▶ _Goal 1_:
Answer these questions using the datastore reference text:
(a) What URL form does the text give for remote files or folders?
(b) In what file systems must MAT-files for `KeyValueDatastore` be located?
(c) What encoding must the data have for the `'tabulartext'` type?
═════ Text section ═════
Files or folders included in the datastore, specified as a path or a `DsFileSet` object.

• path — Specify the path as a character vector, cell array of character vectors, string scalar, or a string array, containing the location of files or folders that are local or remote.

• Local files or folders — Specify `location` as a local path to files or folders. If the files are not in the current folder, then local path must specify full or relative paths. Files within subfolders of the specified folder are not automatically included in the datastore. You can use the wildcard character (*) when specifying the local path. This character specifies that the datastore include all matching files or all files in the matching folders.

• Remote files or folders — Specify `location` to be the full paths of the files or folders as a uniform resource locator (URL) of the form `hdfs:///path_to_file`. For more information, see Work with Remote Data.

• `DsFileSet` object — You also can specify `location` as a `DsFileSet` object. For more information, see `matlab.io.datastore.DsFileSet`.

When `location` represents a folder, the datastore includes only supported file formats and ignores any other format. To specify a custom list of file extensions to include in your datastore, see the `FileExtensions` property.

For `KeyValueDatastore`, the files must be MAT-files or Sequence files generated by the `mapreduce` function. MAT-files must be in a local file system or in a network file system. Sequence files can be in a local, network, or HDFS™ file system. For `DatabaseDatastore`, the location argument need not be files. For more information, see `DatabaseDatastore`.

Example: `'file1.csv'`

Example: `'../dir/data/file1.jpg'`

Example: `{'C:\dir\data\file1.xls','C:\dir\data\file2.xlsx'}`

Example: `'C:\dir\data\*.mat'`

Example: `'hdfs:///data/file1.txt'`

Name-Value Pair Arguments

Specify optional comma-separated pairs of `Name,Value` arguments. `Name` is the argument name and `Value` is the corresponding value. `Name` must appear inside quotes. You can specify several name and value pair arguments in any order as `Name1,Value1,...,NameN,ValueN`.

Example: `'FileExtensions',{'.jpg','.tif'}` includes all extensions with a `.jpg` or `.tif` extension for an `ImageDatastore` object.

Type of datastore, specified as the comma-separated pair consisting of `'Type'` and one of the following:

Value of `'Type'`Description
`'tabulartext'`Text files containing tabular data. The encoding of the data must be ASCII or UTF-8.
`'image'`Image files in a format such as JPEG or PNG. Acceptable files include `imformats` formats.
`'spreadsheet'`Spreadsheet files containing one or more sheets.
`'keyvalue'`Key-value pair data contained in MAT-files or Sequence files with data generated by `mapreduce`.
`'file'`Custom format files, which require a specified read function to read the data. For more information, see `FileDatastore`.
`'tall'`MAT-files or Sequence files produced by the `write` function of the `tall` data type. For more information see, `TallDatastore`.
`'parquet'`Parquet files containing column-oriented data. For more information see, `ParquetDatastore`.
`'database'`Data stored in database. Requires Database Toolbox™. Requires specification of additional input argument when using the `type` parameter. For more information, see `DatabaseDatastore`.
═════
▶ _Goal 2_: Return, unchanged, the lines of the stored items listing starting at the line that contains "target: dried foliage" and ending at the last line of the listing.
═════ Task inputs ═════
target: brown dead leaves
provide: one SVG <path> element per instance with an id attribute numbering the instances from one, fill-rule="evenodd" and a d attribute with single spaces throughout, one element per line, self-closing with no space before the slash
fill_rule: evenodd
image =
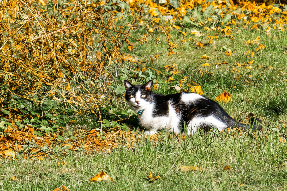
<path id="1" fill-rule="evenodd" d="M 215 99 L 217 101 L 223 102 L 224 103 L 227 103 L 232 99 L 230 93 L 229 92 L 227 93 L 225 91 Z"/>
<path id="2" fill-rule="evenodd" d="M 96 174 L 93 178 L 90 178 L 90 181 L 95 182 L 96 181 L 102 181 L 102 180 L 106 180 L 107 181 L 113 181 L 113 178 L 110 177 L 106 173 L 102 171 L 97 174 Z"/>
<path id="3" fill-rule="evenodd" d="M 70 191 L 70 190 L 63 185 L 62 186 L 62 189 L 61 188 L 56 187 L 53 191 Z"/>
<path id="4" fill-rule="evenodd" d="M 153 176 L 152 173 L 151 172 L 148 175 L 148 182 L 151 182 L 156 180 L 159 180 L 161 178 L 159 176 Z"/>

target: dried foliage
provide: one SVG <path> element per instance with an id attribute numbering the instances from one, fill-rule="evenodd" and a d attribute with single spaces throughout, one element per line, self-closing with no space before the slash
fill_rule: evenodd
═════
▶ _Response 1_:
(a) `hdfs:///path_to_file`
(b) A local file system or a network file system.
(c) ASCII or UTF-8.

▶ _Response 2_:
target: dried foliage
provide: one SVG <path> element per instance with an id attribute numbering the instances from one, fill-rule="evenodd" and a d attribute with single spaces throughout, one element per line, self-closing with no space before the slash
fill_rule: evenodd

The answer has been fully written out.